Exercise aim. Determine how many lines in the entries below include the word "shrub", and reply with that number alone.

(Beginning of Working data)

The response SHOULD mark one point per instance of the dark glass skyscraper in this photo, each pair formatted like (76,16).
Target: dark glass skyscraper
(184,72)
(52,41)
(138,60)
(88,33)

(End of Working data)
(Beginning of Working data)

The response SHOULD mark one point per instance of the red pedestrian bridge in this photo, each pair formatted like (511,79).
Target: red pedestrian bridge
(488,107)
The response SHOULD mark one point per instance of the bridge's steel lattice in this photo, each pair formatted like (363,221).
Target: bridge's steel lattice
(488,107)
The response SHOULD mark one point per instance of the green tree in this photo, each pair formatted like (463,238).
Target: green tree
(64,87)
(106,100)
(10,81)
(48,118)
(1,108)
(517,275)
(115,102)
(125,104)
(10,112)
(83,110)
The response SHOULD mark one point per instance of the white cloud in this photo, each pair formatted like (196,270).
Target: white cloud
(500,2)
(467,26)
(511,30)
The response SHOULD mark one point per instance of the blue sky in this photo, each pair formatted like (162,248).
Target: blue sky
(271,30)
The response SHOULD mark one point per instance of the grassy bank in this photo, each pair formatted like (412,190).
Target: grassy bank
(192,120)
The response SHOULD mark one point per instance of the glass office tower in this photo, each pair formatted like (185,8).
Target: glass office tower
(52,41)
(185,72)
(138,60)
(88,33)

(End of Working data)
(Beginning of Working data)

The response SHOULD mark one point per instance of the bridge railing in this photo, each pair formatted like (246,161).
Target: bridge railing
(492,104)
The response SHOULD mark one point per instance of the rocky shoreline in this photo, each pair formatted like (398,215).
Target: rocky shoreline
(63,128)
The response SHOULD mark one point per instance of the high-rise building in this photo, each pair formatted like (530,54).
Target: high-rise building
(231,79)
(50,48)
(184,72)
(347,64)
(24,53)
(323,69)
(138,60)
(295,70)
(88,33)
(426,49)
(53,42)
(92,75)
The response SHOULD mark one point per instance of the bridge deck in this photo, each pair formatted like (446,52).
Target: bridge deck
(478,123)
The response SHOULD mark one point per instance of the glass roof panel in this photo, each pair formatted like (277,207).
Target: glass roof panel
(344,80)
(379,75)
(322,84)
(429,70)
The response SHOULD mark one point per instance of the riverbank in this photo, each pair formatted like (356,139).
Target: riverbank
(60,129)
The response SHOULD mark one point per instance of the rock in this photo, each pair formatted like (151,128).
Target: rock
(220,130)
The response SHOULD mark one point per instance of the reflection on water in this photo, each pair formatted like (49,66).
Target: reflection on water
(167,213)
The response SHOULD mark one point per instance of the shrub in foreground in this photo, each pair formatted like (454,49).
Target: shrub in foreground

(End of Working data)

Expected answer. 2